__EXCERPTED PASSAGE__.
▼▼▼
Bayesian Inference: A Unified Framework for Perception, Reasoning, and Decision-making - Towards Data Science

Harnessing data science to turn information into investment insights – HedgeWeek

PARTNER CONTENT

Northern Trusts Investment Data Science capabilities offer a curated suite of solutions that help institutions digitise their investment process, enabling faster and smarter investment decisions. Paul Fahey, Head of Investment Data Science, chats to Hedgeweek about growth opportunities and the drivers of client demand and current challenges facing the hedge fund industry

Where do you see the most significant opportunities for growth in the coming year?

Technology has altered how managers operate and how they analyse their data, and there are opportunities for hedge fund managers to make better use of decision-support tools. Perhaps the greatest opportunity for growth is related to artificial intelligence (AI) and generative artificial intelligence (Gen AI), which has the potential to revolutionise how businesses operate.

Northern Trust continues to research this technology to make processes more efficient. The desire to incorporate Gen AI into business models will continue to grow due to its capacity to manage data, streamline content creation and workflow processes, enhance risk assessment and foster innovation. Successful execution will depend on the development of human skillsets and the quality and the quantity of the data underpinning the models.

Can you outline the most impactful drivers of client demand in the coming year?

Access to quality data and advanced technologies remain critical drivers of client demand. Now more than ever, firms are looking to harness the power of data science and analytics to turn information into meaningful insights. Northern Trusts Investment Data Science and its partnership with Equity Data Science (EDS) enables clients to optimise their investment process and deliver enhanced outcomes through scalable and repeatable decision-making. The power of these tools enables institutions to enrich their investment process, delivering faster and smarter investment decisions.

What have been the biggest drivers of growth within your business?

Several factors have contributed to the growth of Northern Trusts Investment Data Science business. Notably, increased interest in data analysis due to flexible, cost-effective and powerful solutions that leverage modern technology becoming commercially viable to deploy towards improved decision-making and higher productivity. Managers are looking beyond merely collecting data and are now asking what they can do with the data to drive measurable outcomes and, ultimately, investment performance. Northern Trust offers tools to answer these questions. Another driver of growth has been the recent advancements in AI. These combined factors are shaping how investment decisions are made and portfolios are managed in a data-driven and technologically advanced environment.

Which are the most significant challenges in the hedge fund industry right now and how can they be best mitigated?
▲▲▲
__WORK INSTRUCTION A__.
According to the interview excerpt, who is Head of Investment Data Science?
__WORK INSTRUCTION B__.
Copy the part of the interview excerpt starting at "Access to quality" and ending at "delivering faster and smarter investment decisions.".
__WORK INSTRUCTION C__.
List every capacity the interview excerpt names as a reason the desire to incorporate Gen AI into business models will continue to grow.

__EXERCISE DATA__.
▼▼▼
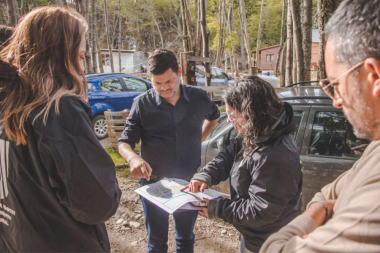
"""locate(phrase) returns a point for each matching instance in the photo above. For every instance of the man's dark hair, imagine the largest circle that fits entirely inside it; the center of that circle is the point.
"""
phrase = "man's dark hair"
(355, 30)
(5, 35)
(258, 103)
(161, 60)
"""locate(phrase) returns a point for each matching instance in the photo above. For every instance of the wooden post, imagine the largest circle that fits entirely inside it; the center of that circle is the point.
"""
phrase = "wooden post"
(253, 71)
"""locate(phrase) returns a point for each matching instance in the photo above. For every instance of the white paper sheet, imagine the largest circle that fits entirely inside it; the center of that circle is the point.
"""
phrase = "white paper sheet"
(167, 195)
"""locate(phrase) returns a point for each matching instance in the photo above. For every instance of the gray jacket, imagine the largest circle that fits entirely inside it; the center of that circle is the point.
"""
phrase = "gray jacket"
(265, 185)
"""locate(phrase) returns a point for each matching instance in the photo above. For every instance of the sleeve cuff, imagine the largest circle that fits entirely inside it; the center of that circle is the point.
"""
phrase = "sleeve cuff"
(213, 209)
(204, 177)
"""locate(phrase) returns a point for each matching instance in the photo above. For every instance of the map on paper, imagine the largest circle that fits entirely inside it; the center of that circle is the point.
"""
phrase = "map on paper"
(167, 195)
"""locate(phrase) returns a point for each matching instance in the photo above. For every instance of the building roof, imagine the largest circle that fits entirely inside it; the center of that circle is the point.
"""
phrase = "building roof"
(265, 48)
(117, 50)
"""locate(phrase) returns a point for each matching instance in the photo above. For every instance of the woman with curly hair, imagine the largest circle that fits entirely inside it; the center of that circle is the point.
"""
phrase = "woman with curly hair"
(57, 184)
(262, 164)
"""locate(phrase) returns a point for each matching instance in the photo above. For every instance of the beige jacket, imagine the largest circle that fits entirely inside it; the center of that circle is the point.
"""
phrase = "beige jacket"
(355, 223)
▲▲▲
▼▼▼
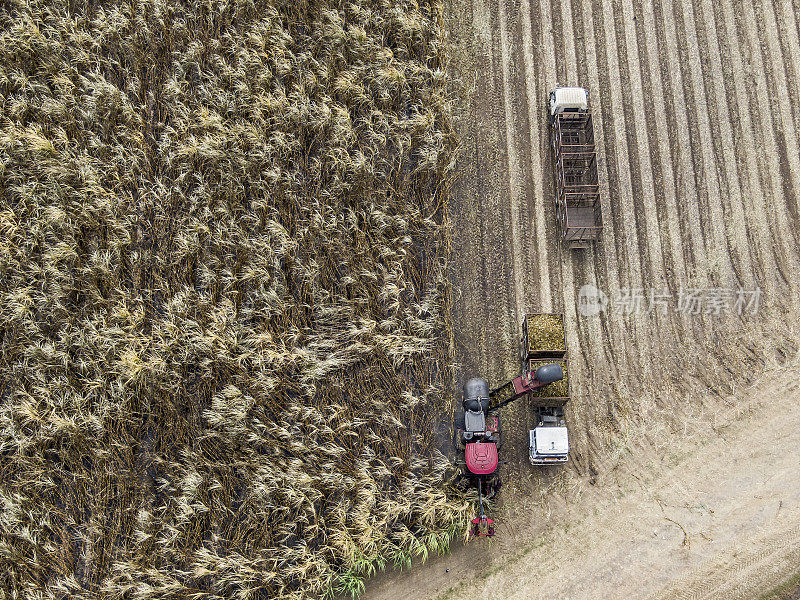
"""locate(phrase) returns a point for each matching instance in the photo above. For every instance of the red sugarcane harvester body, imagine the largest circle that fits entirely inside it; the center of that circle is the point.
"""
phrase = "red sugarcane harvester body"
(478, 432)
▲▲▲
__ANSWER BOX A__.
Paul Fahey

__ANSWER BOX B__.
Access to quality data and advanced technologies remain critical drivers of client demand. Now more than ever, firms are looking to harness the power of data science and analytics to turn information into meaningful insights. Northern Trusts Investment Data Science and its partnership with Equity Data Science (EDS) enables clients to optimise their investment process and deliver enhanced outcomes through scalable and repeatable decision-making. The power of these tools enables institutions to enrich their investment process, delivering faster and smarter investment decisions.

__ANSWER BOX C__.
- Managing data
- Streamlining content creation and workflow processes
- Enhancing risk assessment
- Fostering innovation